** PROBLEM TO WORK ON **
Please copy the lines below exactly, the stretch from the line containing "tag the young woman" through the line containing "<point>389,61</point>", both ends included, and nothing else.

# # #

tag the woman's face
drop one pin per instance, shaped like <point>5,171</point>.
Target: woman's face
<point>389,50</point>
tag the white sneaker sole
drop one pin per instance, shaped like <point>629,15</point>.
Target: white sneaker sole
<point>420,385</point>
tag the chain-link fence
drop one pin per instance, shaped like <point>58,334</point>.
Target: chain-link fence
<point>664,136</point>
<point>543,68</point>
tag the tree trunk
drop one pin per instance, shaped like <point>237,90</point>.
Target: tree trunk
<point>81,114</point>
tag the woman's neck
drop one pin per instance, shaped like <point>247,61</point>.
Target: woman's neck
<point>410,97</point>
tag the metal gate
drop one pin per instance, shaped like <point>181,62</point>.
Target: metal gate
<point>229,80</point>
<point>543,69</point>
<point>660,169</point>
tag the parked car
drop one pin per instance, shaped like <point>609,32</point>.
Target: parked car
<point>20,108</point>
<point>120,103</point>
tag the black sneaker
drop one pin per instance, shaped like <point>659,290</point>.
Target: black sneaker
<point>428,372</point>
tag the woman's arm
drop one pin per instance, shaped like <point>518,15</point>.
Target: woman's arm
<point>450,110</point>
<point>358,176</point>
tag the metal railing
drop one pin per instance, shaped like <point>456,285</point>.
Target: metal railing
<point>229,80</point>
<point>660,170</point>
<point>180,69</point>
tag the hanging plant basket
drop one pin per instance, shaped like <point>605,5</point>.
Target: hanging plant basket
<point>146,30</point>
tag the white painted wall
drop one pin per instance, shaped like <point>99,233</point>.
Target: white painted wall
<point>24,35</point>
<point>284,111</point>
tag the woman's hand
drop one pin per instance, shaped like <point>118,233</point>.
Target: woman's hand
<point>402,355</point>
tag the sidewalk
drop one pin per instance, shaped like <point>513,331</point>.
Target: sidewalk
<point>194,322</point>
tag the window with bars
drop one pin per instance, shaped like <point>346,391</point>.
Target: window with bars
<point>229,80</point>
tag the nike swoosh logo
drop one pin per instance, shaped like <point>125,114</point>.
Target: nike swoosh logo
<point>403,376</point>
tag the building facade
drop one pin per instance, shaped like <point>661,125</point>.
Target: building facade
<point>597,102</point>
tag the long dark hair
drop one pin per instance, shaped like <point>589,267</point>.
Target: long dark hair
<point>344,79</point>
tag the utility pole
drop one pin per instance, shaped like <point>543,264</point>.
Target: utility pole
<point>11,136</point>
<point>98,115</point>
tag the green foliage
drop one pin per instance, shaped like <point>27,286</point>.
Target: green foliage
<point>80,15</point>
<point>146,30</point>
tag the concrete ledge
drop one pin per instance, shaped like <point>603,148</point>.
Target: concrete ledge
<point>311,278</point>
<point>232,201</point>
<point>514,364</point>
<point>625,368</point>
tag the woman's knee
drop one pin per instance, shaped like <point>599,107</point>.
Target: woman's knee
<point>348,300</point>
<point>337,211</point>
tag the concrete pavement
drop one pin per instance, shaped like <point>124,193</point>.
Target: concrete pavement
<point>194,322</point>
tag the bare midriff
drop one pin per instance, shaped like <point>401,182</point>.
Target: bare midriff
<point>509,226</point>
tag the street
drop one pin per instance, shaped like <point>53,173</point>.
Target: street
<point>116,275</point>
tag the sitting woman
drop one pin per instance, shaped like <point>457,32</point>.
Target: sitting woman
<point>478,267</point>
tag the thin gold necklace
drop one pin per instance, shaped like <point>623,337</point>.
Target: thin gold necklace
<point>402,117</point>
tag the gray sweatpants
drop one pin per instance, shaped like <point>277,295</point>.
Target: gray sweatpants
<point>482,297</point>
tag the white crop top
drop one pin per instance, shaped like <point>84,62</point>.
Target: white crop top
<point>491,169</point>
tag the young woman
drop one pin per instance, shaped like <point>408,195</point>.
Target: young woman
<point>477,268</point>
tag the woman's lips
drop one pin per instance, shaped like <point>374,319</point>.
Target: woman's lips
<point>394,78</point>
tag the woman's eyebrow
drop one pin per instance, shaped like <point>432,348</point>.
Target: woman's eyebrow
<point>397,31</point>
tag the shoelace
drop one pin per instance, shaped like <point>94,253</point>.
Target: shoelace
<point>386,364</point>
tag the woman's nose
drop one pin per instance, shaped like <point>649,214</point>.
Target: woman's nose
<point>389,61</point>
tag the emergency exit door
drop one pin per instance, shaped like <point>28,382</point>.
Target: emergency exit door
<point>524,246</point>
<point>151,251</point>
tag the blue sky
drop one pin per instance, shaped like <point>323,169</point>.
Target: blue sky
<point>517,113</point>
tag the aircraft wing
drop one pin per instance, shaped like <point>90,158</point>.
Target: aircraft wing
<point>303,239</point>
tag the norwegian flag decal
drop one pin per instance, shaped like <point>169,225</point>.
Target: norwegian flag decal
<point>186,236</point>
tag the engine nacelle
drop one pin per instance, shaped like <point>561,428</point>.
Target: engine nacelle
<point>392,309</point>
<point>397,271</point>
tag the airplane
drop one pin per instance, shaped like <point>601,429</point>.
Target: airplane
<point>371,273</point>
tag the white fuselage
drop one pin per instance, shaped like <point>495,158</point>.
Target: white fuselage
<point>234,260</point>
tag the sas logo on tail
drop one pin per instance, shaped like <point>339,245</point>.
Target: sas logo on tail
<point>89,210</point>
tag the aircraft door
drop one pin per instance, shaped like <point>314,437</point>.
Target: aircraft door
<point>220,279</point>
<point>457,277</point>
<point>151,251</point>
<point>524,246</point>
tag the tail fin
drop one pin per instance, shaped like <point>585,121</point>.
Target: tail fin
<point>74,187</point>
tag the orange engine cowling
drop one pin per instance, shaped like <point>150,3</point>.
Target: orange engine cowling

# # #

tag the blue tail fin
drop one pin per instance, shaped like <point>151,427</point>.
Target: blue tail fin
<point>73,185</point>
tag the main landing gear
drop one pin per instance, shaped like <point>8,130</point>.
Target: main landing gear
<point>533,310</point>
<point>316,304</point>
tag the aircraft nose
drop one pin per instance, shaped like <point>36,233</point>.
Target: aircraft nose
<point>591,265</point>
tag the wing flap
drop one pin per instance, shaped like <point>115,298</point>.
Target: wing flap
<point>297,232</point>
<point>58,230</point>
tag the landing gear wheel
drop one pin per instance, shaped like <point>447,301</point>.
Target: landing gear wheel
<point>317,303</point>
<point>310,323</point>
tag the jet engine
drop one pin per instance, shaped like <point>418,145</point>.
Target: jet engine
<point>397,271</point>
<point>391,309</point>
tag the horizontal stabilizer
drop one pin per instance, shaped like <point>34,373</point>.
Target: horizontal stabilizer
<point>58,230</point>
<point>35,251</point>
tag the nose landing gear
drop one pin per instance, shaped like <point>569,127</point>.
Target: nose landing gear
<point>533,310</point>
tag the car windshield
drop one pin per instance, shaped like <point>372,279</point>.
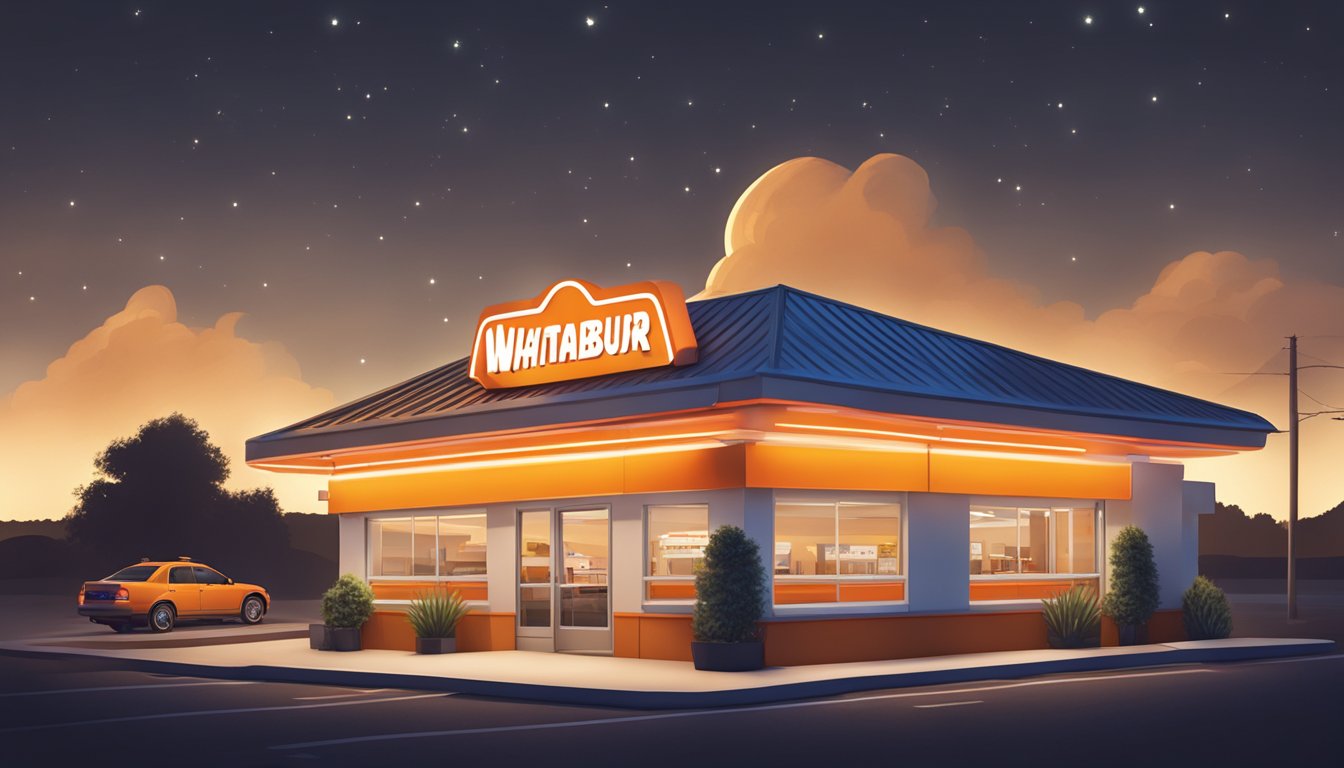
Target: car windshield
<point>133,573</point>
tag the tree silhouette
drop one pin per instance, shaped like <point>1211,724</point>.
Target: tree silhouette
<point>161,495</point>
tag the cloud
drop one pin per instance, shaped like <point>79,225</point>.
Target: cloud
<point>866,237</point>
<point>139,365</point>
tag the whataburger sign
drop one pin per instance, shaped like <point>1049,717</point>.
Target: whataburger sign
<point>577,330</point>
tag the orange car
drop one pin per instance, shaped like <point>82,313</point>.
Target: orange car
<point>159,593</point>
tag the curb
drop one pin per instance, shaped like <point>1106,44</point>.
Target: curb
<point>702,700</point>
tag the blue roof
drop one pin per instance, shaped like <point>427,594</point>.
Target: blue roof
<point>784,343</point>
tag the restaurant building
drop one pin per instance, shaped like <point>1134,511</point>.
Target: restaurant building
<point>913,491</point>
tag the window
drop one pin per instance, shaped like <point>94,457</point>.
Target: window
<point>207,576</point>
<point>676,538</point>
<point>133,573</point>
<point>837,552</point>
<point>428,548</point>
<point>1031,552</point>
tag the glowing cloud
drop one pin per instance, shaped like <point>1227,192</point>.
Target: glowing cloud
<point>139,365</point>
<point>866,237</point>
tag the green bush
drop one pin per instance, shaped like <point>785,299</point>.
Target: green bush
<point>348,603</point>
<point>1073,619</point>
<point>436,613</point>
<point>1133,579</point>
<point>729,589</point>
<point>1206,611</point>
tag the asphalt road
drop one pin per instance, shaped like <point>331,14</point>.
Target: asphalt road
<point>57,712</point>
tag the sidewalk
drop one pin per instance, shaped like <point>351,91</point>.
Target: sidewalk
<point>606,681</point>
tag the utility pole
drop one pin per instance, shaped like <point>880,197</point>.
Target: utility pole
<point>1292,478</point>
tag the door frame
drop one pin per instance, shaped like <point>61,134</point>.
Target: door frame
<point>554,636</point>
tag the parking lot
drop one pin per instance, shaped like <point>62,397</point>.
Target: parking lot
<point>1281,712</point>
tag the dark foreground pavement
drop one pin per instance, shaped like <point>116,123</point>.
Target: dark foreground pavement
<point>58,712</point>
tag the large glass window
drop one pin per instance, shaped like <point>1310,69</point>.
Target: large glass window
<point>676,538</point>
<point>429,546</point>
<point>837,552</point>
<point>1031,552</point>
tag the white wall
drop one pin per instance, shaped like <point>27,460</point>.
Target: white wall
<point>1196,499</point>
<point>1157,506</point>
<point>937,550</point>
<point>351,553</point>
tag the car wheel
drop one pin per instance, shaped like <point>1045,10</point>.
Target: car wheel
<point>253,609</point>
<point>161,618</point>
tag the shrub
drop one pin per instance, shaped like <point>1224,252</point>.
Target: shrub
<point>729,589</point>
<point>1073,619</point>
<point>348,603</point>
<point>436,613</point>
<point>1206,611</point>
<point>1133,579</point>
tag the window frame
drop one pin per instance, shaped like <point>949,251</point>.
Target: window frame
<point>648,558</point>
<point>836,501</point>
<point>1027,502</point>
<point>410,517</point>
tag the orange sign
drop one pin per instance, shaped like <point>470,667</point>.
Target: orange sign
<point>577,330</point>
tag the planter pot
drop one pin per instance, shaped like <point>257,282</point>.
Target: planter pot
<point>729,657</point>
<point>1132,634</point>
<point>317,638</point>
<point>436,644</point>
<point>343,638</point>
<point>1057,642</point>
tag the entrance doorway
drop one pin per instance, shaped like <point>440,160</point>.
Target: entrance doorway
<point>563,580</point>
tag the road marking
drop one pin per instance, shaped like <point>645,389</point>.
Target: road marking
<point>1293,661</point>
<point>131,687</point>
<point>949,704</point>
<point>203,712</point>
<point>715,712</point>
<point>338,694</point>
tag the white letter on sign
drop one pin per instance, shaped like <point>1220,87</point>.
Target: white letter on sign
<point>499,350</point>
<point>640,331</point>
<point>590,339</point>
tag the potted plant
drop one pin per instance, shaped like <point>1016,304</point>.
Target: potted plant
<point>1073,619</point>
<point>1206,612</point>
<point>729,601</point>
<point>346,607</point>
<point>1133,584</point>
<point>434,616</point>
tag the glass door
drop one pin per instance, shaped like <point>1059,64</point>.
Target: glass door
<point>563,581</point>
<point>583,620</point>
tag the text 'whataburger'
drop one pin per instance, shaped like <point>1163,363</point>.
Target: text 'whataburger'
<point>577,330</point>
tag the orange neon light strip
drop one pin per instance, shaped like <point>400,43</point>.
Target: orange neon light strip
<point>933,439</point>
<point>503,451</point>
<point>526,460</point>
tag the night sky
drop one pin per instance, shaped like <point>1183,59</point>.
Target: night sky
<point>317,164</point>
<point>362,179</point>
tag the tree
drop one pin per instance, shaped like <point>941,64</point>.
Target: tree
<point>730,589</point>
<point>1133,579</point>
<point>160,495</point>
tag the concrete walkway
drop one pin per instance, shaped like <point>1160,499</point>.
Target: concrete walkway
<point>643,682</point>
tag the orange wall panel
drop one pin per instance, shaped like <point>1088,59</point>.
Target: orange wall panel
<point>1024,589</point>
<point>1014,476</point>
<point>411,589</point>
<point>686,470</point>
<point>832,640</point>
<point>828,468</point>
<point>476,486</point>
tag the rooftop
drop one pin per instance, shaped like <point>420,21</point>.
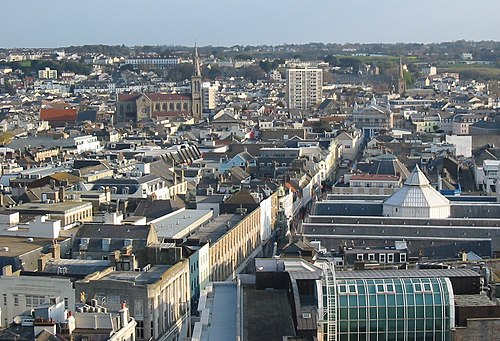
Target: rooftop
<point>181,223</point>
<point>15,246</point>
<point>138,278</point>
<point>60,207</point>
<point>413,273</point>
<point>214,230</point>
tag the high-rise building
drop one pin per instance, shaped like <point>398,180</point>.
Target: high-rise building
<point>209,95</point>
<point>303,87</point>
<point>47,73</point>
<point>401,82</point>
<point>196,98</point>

# # #

** COMPLETE OUTPUT **
tag the young woman
drop one pin per instance, shaped like <point>408,195</point>.
Target: young woman
<point>477,268</point>
tag the woman's lips
drop one pin per instance, shaped like <point>374,319</point>.
Target: woman's lips
<point>394,78</point>
tag the woman's eyebrow
drop one pin per instance, shaped like <point>432,348</point>.
Target: woman's eyebrow
<point>397,31</point>
tag the shoelace
drop one pin per instance, shaped like <point>94,253</point>.
Target: shoelace
<point>386,364</point>
tag the woman's nose
drop one pin per instance, shaped like <point>649,214</point>.
Target: woman's nose
<point>389,61</point>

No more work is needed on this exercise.